Solicitação a:
Atualize as entradas, do início até a linha que contém "895, 0, 1280, 721", inclusive, trocando "buck" por "male deer" e mantendo todo o restante inalterado. Deixe as imagens de fora da resposta.

Trecho fornecido:
###

Atualizado às 15h30 de 20 de janeiro de 2020

As imensas divergências em quase tudo que envolve os "dois lados" do Sepultura ganharam novos contornos na semana passada quando Iggor Cavalera, o ex-baterista da banda que saiu em 2006, deu uma entrevista polêmica ao site Scream & Yell falando sobre aspectos políticos do Brasil atual.

Posicionando-se contra o fascismo e posições autoritárias de governos em várias partes do mundo, acabou, involuntariamente, reacendendo polêmicas que atingiram o ex-companheiro Andreas Kisser, guitarrista e líder da banda atual que carrega o nome.

Com isso, reacendeu velhas críticas que pesam sobre Kisser, que acabou sendo detonado nas redes sociais por conta de mensagens publicadas no Twitter entre 2016 e 2019.

O baterista não poupou o que ele chama de "boomer de direita" – aquele pessoal que nasceu entre 1948 e 1964, viveu a era pós Segunda Guerra Mundial e as revoluções políticas e de costumes das décadas de 1960 e 1970.

###

(Entradas de um conjunto de dados de anotação)
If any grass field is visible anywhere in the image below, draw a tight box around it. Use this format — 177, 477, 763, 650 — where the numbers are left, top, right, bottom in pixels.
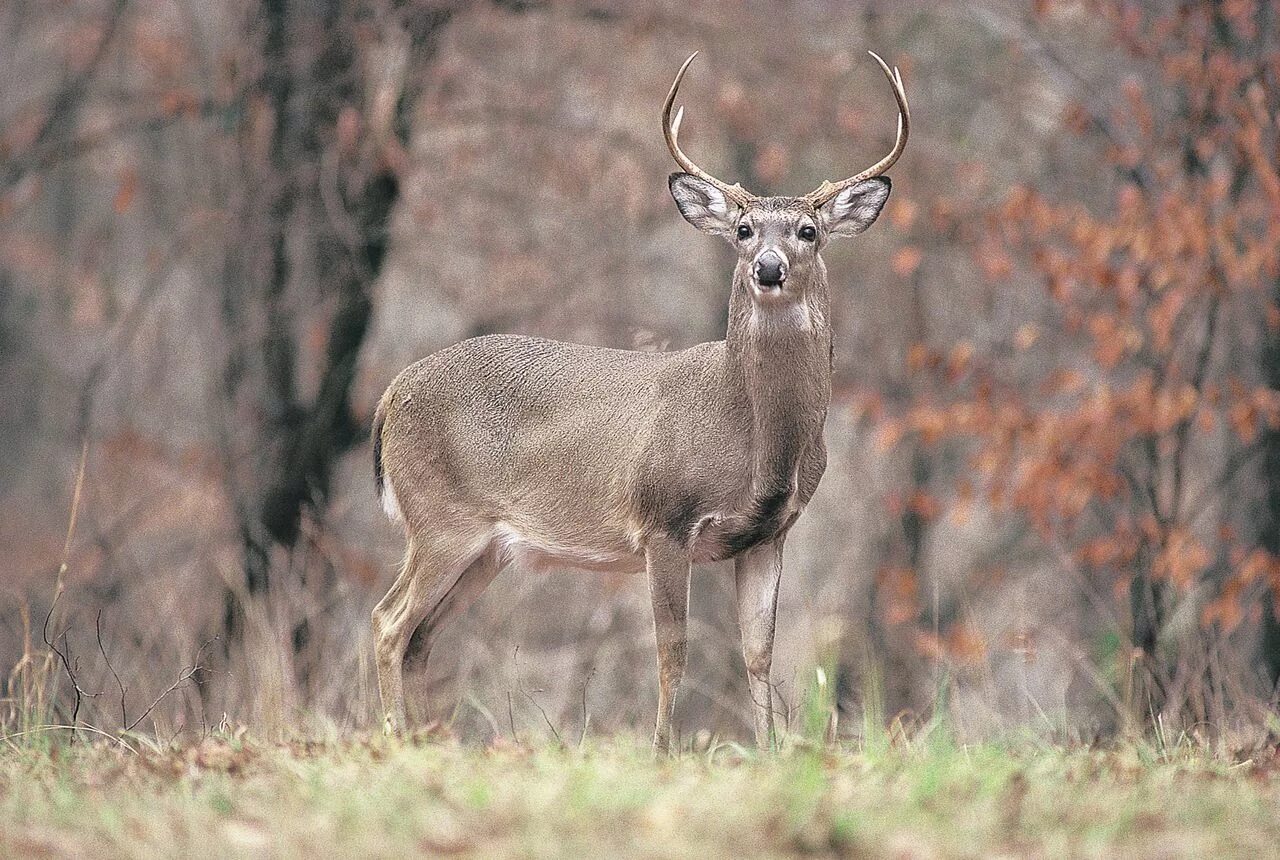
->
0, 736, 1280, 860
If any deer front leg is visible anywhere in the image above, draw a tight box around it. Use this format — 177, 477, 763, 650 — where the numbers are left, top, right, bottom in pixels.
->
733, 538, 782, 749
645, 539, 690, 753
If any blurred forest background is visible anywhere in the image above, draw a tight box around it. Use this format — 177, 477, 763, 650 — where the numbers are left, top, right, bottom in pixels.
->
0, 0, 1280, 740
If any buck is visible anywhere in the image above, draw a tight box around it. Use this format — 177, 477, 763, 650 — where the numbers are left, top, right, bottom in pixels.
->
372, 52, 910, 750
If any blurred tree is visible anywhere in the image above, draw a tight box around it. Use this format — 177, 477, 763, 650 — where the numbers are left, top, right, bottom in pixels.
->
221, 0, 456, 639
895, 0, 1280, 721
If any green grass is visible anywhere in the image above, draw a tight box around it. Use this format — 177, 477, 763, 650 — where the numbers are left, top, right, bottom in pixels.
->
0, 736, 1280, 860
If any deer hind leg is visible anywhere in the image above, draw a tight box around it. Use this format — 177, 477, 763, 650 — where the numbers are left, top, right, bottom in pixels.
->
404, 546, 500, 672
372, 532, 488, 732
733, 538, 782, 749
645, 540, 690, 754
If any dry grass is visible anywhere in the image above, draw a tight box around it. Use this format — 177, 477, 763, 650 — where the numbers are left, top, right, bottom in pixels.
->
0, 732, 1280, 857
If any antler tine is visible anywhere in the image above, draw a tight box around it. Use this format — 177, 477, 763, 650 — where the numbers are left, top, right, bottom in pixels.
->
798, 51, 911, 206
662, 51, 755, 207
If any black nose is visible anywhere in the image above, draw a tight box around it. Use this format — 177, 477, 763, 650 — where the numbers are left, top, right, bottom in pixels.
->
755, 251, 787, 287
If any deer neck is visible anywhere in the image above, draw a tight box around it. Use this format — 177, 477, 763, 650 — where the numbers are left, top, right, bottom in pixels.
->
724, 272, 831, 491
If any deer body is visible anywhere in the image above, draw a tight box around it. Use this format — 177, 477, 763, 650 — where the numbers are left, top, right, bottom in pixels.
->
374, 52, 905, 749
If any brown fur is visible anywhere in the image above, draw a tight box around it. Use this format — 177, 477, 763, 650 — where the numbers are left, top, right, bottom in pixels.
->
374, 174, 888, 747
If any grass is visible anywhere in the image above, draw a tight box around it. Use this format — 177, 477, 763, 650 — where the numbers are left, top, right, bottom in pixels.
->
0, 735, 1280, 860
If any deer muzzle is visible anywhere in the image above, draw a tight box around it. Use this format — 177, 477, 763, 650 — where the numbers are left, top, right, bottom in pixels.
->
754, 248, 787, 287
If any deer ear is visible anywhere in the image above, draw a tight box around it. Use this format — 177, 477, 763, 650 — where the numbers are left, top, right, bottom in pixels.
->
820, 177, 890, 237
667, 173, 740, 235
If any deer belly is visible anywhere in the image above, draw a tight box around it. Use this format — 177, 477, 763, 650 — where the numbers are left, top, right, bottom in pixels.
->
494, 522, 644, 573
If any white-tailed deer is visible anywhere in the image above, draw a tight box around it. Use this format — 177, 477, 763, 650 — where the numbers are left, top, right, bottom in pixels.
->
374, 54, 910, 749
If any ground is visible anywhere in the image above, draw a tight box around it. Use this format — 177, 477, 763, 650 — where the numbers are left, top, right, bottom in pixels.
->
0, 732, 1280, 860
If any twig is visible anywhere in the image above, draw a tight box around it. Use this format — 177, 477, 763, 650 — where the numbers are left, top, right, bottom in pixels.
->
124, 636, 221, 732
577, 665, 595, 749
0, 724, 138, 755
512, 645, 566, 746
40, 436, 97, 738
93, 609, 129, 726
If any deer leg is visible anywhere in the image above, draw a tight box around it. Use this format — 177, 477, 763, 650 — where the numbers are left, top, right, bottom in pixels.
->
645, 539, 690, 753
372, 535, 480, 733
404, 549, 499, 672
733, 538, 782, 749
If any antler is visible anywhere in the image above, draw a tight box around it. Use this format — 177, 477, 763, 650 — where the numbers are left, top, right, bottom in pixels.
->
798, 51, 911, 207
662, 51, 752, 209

###

Solicitação b:
Escreva a continuação do trecho sobre as divergências entre os dois lados do Sepultura, a partir do ponto em que ele termina.

Resposta a:
If any grass field is visible anywhere in the image below, draw a tight box around it. Use this format — 177, 477, 763, 650 — where the numbers are left, top, right, bottom in pixels.
->
0, 736, 1280, 860
If any deer front leg is visible anywhere in the image above, draw a tight box around it. Use this format — 177, 477, 763, 650 — where the numbers are left, top, right, bottom in pixels.
->
733, 538, 782, 749
645, 539, 690, 753
If any blurred forest background is visible anywhere in the image above, draw a tight box around it. Use this format — 177, 477, 763, 650 — where the numbers are left, top, right, bottom in pixels.
->
0, 0, 1280, 740
If any male deer is visible anywhere in the image above, draw a tight box around it. Use this format — 177, 477, 763, 650 — where the numbers are left, top, right, bottom in pixels.
->
372, 52, 910, 750
If any blurred tree is visible anywhere in the image above, draw a tight box around it. Use this format — 177, 477, 763, 650 — where the numbers are left, top, right, bottom in pixels.
->
221, 0, 456, 639
895, 0, 1280, 721

Resposta b:
Na ótica de Iggor, esse pessoal abraçou o liberalismo de comportamento e defendeu mudanças políticas e ideológicas, só que mudou o foco, tornando-se  "um bando de ultraconservadores no costumes e ultraliberais e fascistas na política e economia".

Iggor acabou sendo adotado nos últimos dias por uma esquerda fanática e raivosa, que celebrou sua postura, até então não muito conhecida, como mais um bastião de resistência dentro do rock contra as nojentas políticas de depredação de direitros humanos e de valores culturais e artísticos perpetrados pelo governo Jair Bolsonaro.

O problema é que sobrou para Andreas na briga entre fãs do Sepultura e viúvas dos irmãos Cavalera, que há muito estão fora da banda e que provavelmente nunca voltarão.

Max ( esq.)e Iggor Cavalera (FOTO: DIVULGAÇÃO)

Diante da polarização política extrema que invade o terreno do insano e irracional, foram resgatadas mensagens em redes sociais onde Kisser se posicionou, em uma tentativa de ser isento, contra atentados cometidos supostamente por esquerdistas na casa da ministra Cármen Lúcia, do STF (Supremo Tribunal Federal), no Rio de Janeiro, em 2018, quando a fachada do prédio dela foi atingida por tinta vermelha.

Na época, Kisser se revoltou contra o fato – com toda a razão -, mas inadvertidamente escreveu no Twitter que "perdedores têm de aceitar resultados e decisões, e que isso é democracia".

De acordo com reportagens da época, a Polícia Cívil investigava, entre algumas possibilidades, de que militantes petistas seriam os autores do atentado ao edifício em represália contra decisões do STF contra o PT e contra o ex-presidente Luiz Inácio Lula da Silva.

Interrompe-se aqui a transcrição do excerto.